* Begin *

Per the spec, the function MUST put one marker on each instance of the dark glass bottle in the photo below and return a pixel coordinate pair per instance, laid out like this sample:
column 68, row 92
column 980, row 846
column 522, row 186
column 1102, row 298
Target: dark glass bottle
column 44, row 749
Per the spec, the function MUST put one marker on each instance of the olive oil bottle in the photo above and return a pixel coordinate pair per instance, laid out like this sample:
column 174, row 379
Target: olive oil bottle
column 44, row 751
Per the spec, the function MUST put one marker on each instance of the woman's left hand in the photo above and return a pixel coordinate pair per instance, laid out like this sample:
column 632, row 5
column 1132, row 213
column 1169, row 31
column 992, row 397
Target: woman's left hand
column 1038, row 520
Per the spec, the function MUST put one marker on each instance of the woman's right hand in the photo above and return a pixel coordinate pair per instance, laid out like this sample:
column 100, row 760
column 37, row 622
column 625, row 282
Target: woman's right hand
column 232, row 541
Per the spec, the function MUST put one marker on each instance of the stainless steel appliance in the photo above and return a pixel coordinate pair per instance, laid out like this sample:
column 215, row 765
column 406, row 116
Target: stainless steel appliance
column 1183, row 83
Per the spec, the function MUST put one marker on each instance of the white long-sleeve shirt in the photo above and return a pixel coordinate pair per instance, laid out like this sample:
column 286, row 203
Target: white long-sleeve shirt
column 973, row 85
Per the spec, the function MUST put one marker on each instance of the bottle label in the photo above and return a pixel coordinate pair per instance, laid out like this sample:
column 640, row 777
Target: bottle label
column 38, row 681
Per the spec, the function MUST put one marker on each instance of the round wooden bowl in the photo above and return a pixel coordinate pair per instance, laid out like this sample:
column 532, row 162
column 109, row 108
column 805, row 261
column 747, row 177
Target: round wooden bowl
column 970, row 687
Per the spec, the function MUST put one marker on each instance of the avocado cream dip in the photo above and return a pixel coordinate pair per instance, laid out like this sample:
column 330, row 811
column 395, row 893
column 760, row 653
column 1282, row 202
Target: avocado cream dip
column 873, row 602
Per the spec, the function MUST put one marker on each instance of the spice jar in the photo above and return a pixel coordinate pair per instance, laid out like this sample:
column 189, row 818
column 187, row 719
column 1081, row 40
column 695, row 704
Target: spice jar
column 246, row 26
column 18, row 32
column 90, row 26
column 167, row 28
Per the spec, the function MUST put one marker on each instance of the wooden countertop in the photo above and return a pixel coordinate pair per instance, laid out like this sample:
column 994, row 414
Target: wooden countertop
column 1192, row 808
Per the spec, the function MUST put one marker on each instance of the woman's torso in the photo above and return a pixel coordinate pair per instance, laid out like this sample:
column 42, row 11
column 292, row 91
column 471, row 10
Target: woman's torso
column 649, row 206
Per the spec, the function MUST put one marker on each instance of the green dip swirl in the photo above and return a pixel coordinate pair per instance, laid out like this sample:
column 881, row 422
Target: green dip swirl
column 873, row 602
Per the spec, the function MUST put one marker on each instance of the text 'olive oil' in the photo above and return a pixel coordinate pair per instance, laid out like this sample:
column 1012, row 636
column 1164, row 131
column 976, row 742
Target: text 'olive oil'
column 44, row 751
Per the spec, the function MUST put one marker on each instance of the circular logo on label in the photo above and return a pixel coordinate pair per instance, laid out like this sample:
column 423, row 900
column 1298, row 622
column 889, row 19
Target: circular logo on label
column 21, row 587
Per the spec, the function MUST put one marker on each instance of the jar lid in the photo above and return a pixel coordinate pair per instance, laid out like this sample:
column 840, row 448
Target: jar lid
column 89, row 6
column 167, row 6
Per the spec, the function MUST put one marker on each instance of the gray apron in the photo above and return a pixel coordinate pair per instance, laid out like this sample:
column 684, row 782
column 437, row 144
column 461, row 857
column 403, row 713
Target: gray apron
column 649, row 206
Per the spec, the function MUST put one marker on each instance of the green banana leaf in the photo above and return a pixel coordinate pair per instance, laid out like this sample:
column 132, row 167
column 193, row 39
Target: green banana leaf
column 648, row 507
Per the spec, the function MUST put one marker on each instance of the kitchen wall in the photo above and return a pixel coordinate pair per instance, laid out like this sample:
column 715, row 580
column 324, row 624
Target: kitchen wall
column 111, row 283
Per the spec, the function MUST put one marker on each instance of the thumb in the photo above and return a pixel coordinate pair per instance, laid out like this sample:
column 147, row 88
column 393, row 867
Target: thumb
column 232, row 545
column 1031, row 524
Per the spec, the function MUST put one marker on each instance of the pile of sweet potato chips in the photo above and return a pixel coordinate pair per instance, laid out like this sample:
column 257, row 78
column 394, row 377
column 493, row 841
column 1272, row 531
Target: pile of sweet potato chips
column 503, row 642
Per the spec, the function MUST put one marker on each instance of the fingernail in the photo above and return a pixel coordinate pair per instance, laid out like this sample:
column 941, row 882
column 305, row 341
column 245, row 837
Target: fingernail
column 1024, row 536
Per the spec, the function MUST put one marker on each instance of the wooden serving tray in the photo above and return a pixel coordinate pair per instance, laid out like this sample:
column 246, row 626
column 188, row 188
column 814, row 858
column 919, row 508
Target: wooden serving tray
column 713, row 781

* End *

**What you are asked to do:**
Retype every one of the lines above, word for word.

**Answer to this exercise:**
Per the spec, the function MUST put one marker on each instance of the dark glass bottle in the photo below and return a pixel coordinate pair per instance, laid out like this sample:
column 68, row 92
column 980, row 846
column 522, row 186
column 1102, row 298
Target: dark glass bottle
column 44, row 749
Per the spec, the function MUST put one marker on each instance of the olive oil bottle in the photo above and return a pixel coordinate pair per instance, laid out like this sample:
column 174, row 379
Target: olive oil bottle
column 44, row 751
Per the spec, the function MUST put one marker on each instance of the woman's left hand in the photo above and return a pixel coordinate pair per instance, laid out like this sample:
column 632, row 5
column 1132, row 213
column 1169, row 31
column 992, row 397
Target: woman's left hand
column 1038, row 520
Per the spec, the function MUST put one marker on each instance of the woman's right hand in the photo above and return a pixel coordinate pair per instance, laid out like this sample:
column 100, row 760
column 37, row 622
column 625, row 282
Target: woman's right hand
column 232, row 541
Per the spec, the function MUST put one marker on each instance of the stainless steel appliance in the photo above and return a pixel coordinate pair per instance, laid out like this sample:
column 215, row 765
column 406, row 116
Target: stainless steel appliance
column 1183, row 83
Per the spec, the function MUST put one marker on each instance of the white long-sleeve shirt in the photo above and return a pixel coordinate pair per instance, laid out like this sample:
column 286, row 203
Target: white long-sleeve shirt
column 973, row 85
Per the spec, the function MUST put one marker on each instance of the bottle label in the photo above and return a pixel coordinate pair per instance, laid out like this sample:
column 640, row 777
Target: bottle label
column 38, row 681
Per the spec, the function MUST put one marker on each instance of the round wooden bowl in the photo above and return a pixel coordinate pair per instance, laid out like this sample:
column 532, row 162
column 109, row 108
column 805, row 261
column 747, row 177
Target: round wooden bowl
column 970, row 687
Per the spec, the function MUST put one marker on each instance of the avocado cream dip in the photo above and return a pixel coordinate pair per instance, laid out like this sample:
column 330, row 811
column 395, row 893
column 760, row 653
column 1282, row 202
Target: avocado cream dip
column 873, row 602
Per the spec, the function MUST put one marker on each instance of the spice jar in the photo above and return a pixel coordinate pair per instance, laid out like this sample:
column 189, row 818
column 187, row 719
column 1081, row 40
column 695, row 704
Target: spice jar
column 246, row 26
column 18, row 32
column 90, row 26
column 167, row 28
Per the spec, the function MUST put one marker on each instance of the wooden countertop in the photo above and return a pixel coordinate pair per instance, laid out like this sample:
column 994, row 414
Target: wooden countertop
column 1192, row 808
Per the spec, the function MUST put one marker on each instance of the woman's torso in the photo above and return a pixel coordinate pair per instance, laid out like this sample:
column 42, row 11
column 292, row 91
column 471, row 10
Target: woman's torso
column 649, row 206
Per the spec, the function MUST put one marker on each instance of the green dip swirl in the photo above and return a pixel coordinate pair per instance, laid out like this sample:
column 881, row 422
Target: green dip swirl
column 873, row 602
Per the spec, the function MUST put one marker on each instance of the text 'olive oil' in the photo above and return a pixel coordinate pair per instance, laid out like this sample:
column 1012, row 636
column 1164, row 131
column 976, row 742
Target: text 'olive oil'
column 44, row 751
Per the spec, the function MUST put one marker on each instance of the circular logo on label in the photo above and return a pixel coordinate pair per instance, laid out like this sample:
column 423, row 900
column 1298, row 622
column 889, row 19
Target: circular logo on label
column 21, row 587
Per the spec, the function MUST put one marker on each instance of the jar lid in the photo above and return a pixel coordinate pair per instance, laid out like this sample:
column 840, row 448
Target: jar lid
column 89, row 6
column 167, row 6
Per the spec, the function MUST put one marker on each instance of the gray apron in the photo above and return a pixel coordinate pair per instance, laid out like this sample:
column 684, row 782
column 437, row 144
column 461, row 857
column 403, row 713
Target: gray apron
column 649, row 206
Per the spec, the function MUST put one marker on each instance of the green banana leaf in the photo above and return a pixel coordinate pair per instance, laid out like this sample:
column 132, row 167
column 193, row 39
Target: green banana leaf
column 648, row 507
Per the spec, the function MUST put one marker on each instance of the kitchen wall in the photo above and return a pixel coordinate pair per instance, laid out like this sample:
column 715, row 580
column 324, row 624
Target: kitchen wall
column 111, row 283
Per the spec, the function MUST put one marker on each instance of the thumb in the photo above and return a pixel coordinate pair per instance, laid out like this sample:
column 147, row 88
column 393, row 867
Target: thumb
column 232, row 545
column 1031, row 524
Per the spec, the function MUST put one marker on each instance of the pile of sweet potato chips in the photo above and return a pixel coordinate pair per instance, laid out like this sample:
column 257, row 78
column 394, row 377
column 493, row 841
column 1272, row 531
Target: pile of sweet potato chips
column 503, row 642
Per the spec, the function MUST put one marker on each instance of the fingernail in the photo above and return a pixel coordinate pair per instance, laid out like this sample:
column 941, row 882
column 305, row 341
column 245, row 837
Target: fingernail
column 1024, row 536
Per the spec, the function MUST put one marker on each instance of the wooden serving tray in the photo above and return a pixel coordinate pair per instance, laid out like this sample:
column 246, row 626
column 188, row 188
column 814, row 858
column 919, row 508
Target: wooden serving tray
column 713, row 781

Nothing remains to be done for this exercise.